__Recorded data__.
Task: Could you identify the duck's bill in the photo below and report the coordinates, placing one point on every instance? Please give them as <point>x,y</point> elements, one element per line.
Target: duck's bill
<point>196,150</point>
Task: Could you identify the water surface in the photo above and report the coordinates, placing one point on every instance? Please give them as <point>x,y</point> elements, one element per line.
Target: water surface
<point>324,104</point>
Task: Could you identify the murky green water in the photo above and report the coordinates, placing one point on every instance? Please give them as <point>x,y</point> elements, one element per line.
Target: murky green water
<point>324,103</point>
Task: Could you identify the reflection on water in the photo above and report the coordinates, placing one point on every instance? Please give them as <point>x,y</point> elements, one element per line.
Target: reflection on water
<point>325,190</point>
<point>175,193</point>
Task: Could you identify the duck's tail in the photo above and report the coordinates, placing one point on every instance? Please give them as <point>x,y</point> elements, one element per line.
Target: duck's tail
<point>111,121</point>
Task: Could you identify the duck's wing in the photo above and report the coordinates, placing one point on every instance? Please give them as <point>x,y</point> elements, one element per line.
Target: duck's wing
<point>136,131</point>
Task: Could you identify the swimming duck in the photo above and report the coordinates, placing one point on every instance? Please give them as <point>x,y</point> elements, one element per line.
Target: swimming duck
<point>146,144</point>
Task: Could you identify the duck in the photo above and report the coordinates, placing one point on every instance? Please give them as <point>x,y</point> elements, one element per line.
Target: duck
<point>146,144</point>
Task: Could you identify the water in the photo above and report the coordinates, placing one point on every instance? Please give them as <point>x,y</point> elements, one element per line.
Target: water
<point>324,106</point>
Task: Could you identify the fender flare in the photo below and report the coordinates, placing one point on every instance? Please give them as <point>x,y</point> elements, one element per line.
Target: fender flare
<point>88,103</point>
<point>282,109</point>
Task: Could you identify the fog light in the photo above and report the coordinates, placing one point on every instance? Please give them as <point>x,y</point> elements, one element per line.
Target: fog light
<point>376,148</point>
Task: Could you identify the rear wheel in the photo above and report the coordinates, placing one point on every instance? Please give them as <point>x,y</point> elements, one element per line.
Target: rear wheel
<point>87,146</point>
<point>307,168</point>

__WORK REQUIRED__. Please repeat the material above, word for word and in full.

__RESPONSE BELOW__.
Task: Could you identify the duck's bill in the photo below and report the coordinates, placing one point on every instance? Please give them as <point>x,y</point> elements, one element per line.
Target: duck's bill
<point>196,150</point>
Task: Could you identify the water surface in the photo above and report the coordinates, placing one point on every instance? Please give them as <point>x,y</point> elements, one element per line.
Target: water surface
<point>324,104</point>
Task: Could you identify the murky green water in the photo above and report the coordinates, placing one point on every instance? Please give them as <point>x,y</point> elements, one element per line.
Target: murky green water
<point>324,103</point>
Task: Could you identify the reflection on water in the photo above and report the coordinates, placing one point on every instance? Please give them as <point>x,y</point> elements, one element per line.
Target: reflection on water
<point>325,190</point>
<point>175,193</point>
Task: Could you identify the duck's tail in the photo above and report the coordinates, placing one point on every instance? Please give them as <point>x,y</point> elements, one element per line.
Target: duck's tail
<point>111,121</point>
Task: Could you identify the duck's wing in the photo above and report the coordinates, placing one point on every instance? Please give them as <point>x,y</point> elements, one element per line.
Target: duck's wing
<point>136,131</point>
Task: Could you identify the swimming duck in the photo above and report the coordinates, placing one point on every instance? Please give them as <point>x,y</point> elements, one element per line.
Target: swimming duck
<point>146,144</point>
Task: Could you identify the duck in the photo above and report the coordinates, placing one point on every instance? Please give them as <point>x,y</point> elements, one element per line.
Target: duck
<point>146,144</point>
Task: Could you identify the water in the photo above and report the coordinates, placing one point on every instance? Please give them as <point>x,y</point> elements, one element per line.
Target: water
<point>324,106</point>
Task: Could you identify the fender flare in the photo below and report the coordinates, placing one point on every instance? Please give them as <point>x,y</point> elements, one element per line.
Target: fender flare
<point>88,103</point>
<point>282,109</point>
Task: Could you identify the fog light in the photo above and report the coordinates, placing one point on every instance? Please give them as <point>x,y</point> elements, one element per line.
Target: fog light
<point>376,148</point>
Task: Could you identify the rear wheel in the photo above and report the coordinates, placing one point on every instance? Please give them as <point>x,y</point> elements, one element per line.
Target: rear wheel
<point>87,146</point>
<point>307,168</point>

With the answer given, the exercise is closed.